Reproduce everything in the listing from the line containing "Task: identify the white cloud" down to its end, both ends included and the request kept unchanged. Multiply every coordinate in the answer points by 1.5, rounding to whole numbers with halves rounded up.

* start Information supplied *

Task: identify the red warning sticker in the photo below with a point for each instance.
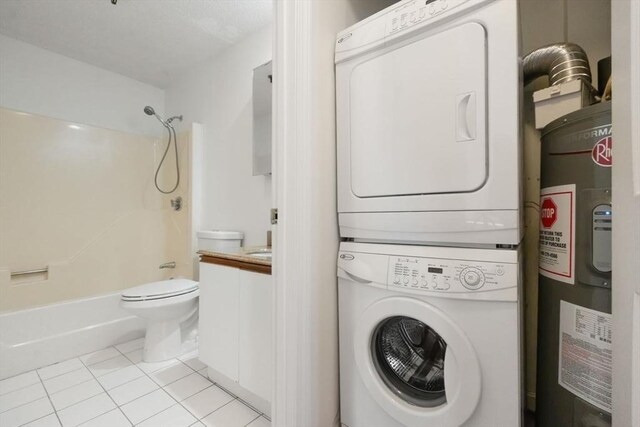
(557, 233)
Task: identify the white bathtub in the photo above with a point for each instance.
(38, 337)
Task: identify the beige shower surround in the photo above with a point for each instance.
(81, 201)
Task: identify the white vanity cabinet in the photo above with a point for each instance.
(236, 326)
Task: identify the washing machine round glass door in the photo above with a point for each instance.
(417, 363)
(409, 357)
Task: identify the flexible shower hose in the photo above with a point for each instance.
(172, 133)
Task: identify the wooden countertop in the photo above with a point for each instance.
(240, 260)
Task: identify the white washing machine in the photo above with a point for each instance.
(428, 124)
(429, 336)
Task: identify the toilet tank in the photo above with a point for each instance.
(219, 240)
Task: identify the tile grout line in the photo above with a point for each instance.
(144, 374)
(163, 389)
(176, 400)
(235, 397)
(48, 397)
(106, 392)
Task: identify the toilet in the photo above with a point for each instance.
(170, 308)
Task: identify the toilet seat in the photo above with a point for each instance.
(160, 290)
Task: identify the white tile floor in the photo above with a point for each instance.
(114, 387)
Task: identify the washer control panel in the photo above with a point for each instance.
(442, 275)
(412, 13)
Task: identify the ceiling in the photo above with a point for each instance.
(148, 40)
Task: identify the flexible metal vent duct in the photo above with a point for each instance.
(562, 62)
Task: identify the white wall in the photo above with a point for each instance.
(307, 389)
(218, 94)
(39, 81)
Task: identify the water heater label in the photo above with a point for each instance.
(557, 233)
(584, 359)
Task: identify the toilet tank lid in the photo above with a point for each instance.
(163, 287)
(220, 234)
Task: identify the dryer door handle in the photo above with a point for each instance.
(466, 117)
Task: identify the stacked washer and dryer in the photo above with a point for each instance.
(429, 196)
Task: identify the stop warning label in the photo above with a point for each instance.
(557, 233)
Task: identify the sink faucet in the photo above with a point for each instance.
(171, 264)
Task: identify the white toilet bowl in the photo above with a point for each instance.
(167, 306)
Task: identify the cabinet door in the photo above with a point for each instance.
(218, 325)
(255, 357)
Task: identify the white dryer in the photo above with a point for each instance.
(429, 336)
(428, 129)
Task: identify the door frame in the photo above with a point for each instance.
(625, 46)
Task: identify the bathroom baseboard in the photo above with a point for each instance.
(259, 404)
(37, 337)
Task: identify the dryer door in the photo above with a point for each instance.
(417, 363)
(418, 117)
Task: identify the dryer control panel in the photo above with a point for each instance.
(431, 274)
(409, 14)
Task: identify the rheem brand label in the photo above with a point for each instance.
(601, 153)
(557, 233)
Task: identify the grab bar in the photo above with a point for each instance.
(25, 272)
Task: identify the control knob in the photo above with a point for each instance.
(472, 278)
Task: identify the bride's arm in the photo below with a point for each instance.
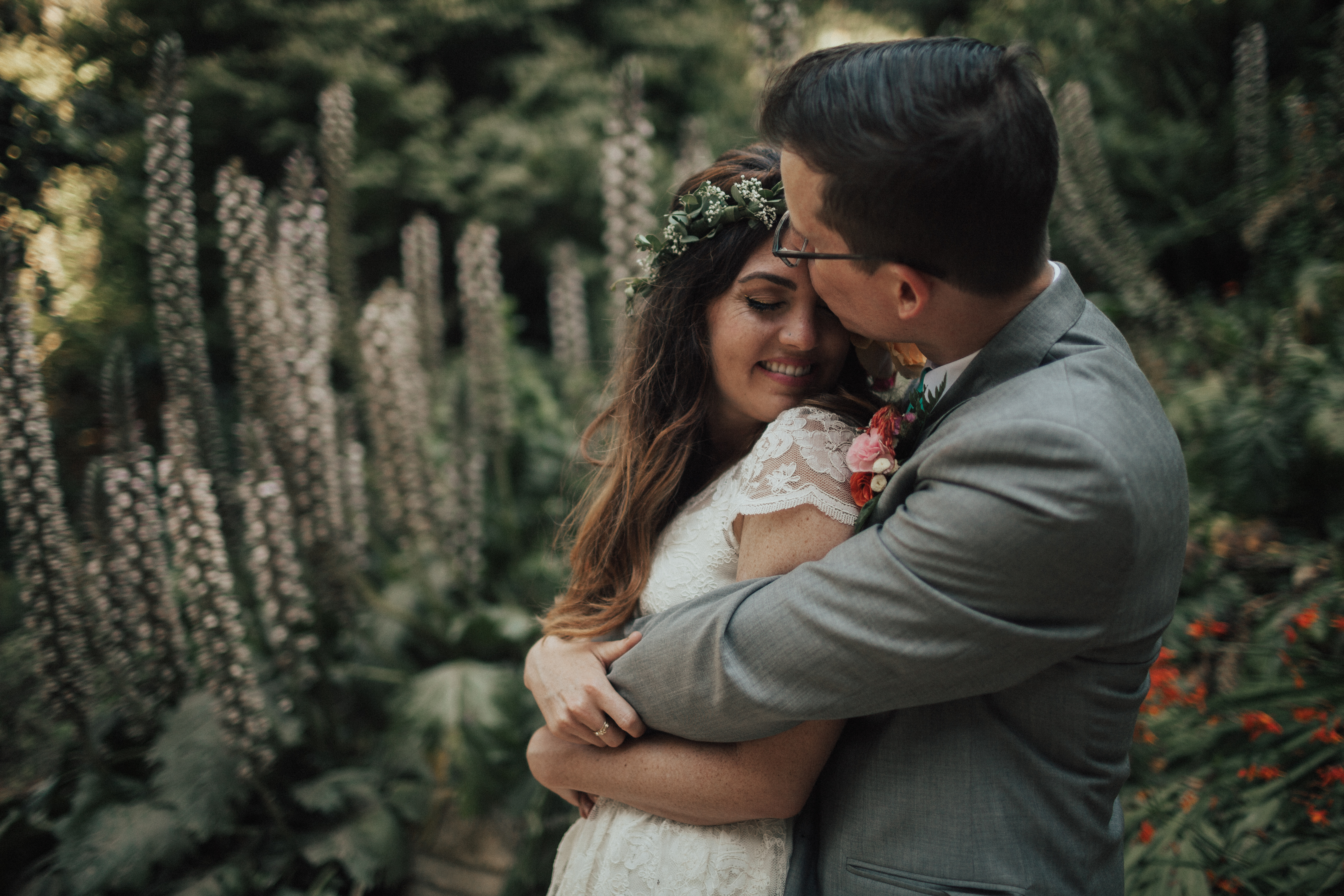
(698, 784)
(705, 784)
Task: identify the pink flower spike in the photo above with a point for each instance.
(866, 449)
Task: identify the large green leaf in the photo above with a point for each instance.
(439, 702)
(120, 846)
(198, 773)
(371, 848)
(339, 790)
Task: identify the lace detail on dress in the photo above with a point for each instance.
(798, 460)
(622, 851)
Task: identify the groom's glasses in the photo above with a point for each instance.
(788, 256)
(791, 257)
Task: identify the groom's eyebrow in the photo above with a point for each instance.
(773, 279)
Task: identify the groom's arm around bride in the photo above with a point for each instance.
(990, 639)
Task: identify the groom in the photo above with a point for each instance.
(990, 639)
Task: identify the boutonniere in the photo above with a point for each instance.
(873, 456)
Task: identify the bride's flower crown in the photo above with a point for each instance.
(702, 213)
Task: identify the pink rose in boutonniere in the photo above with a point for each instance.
(866, 451)
(873, 459)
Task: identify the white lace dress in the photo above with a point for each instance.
(622, 851)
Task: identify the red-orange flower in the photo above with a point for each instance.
(1259, 723)
(861, 488)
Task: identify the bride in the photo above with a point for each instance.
(734, 408)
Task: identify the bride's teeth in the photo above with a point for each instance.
(788, 370)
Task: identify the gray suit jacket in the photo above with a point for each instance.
(988, 643)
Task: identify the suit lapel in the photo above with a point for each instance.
(1018, 348)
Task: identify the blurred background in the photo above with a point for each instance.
(307, 304)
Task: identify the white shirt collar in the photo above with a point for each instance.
(945, 375)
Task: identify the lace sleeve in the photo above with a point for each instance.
(799, 460)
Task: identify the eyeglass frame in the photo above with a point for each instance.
(801, 254)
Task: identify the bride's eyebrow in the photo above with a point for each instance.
(773, 279)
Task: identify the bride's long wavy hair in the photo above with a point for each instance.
(651, 444)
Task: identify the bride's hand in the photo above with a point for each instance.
(569, 682)
(548, 757)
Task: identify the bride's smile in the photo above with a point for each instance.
(773, 343)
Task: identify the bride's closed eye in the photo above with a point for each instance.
(760, 306)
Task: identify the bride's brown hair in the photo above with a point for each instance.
(656, 453)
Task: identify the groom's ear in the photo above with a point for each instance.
(909, 289)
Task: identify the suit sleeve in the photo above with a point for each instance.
(1010, 555)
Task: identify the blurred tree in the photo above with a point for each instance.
(467, 109)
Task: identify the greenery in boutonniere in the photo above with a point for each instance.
(873, 459)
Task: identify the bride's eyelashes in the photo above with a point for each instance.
(759, 306)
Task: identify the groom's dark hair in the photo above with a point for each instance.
(939, 152)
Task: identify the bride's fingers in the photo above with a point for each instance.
(612, 651)
(588, 721)
(623, 715)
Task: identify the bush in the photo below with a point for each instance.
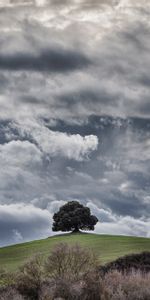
(134, 285)
(30, 278)
(127, 263)
(10, 293)
(70, 262)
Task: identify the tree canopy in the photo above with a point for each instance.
(73, 216)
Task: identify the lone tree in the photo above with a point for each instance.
(73, 216)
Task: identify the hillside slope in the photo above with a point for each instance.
(107, 247)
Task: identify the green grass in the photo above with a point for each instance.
(107, 247)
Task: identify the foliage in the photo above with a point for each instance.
(30, 277)
(73, 273)
(72, 217)
(70, 262)
(140, 261)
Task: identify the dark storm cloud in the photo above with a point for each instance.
(50, 60)
(84, 136)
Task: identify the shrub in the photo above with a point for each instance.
(10, 293)
(70, 262)
(127, 263)
(134, 285)
(30, 278)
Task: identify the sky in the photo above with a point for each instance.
(74, 114)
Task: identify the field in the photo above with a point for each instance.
(107, 247)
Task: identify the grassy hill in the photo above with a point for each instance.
(107, 247)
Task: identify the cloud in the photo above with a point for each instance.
(56, 143)
(50, 60)
(20, 222)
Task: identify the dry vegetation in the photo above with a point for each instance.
(73, 273)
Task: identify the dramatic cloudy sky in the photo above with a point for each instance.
(74, 114)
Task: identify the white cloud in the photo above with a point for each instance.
(61, 144)
(19, 153)
(20, 222)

* end Information supplied *

__Output of the exercise__
Task: identify the white cloud in the photo above with a point for each instance.
(92, 216)
(29, 230)
(30, 333)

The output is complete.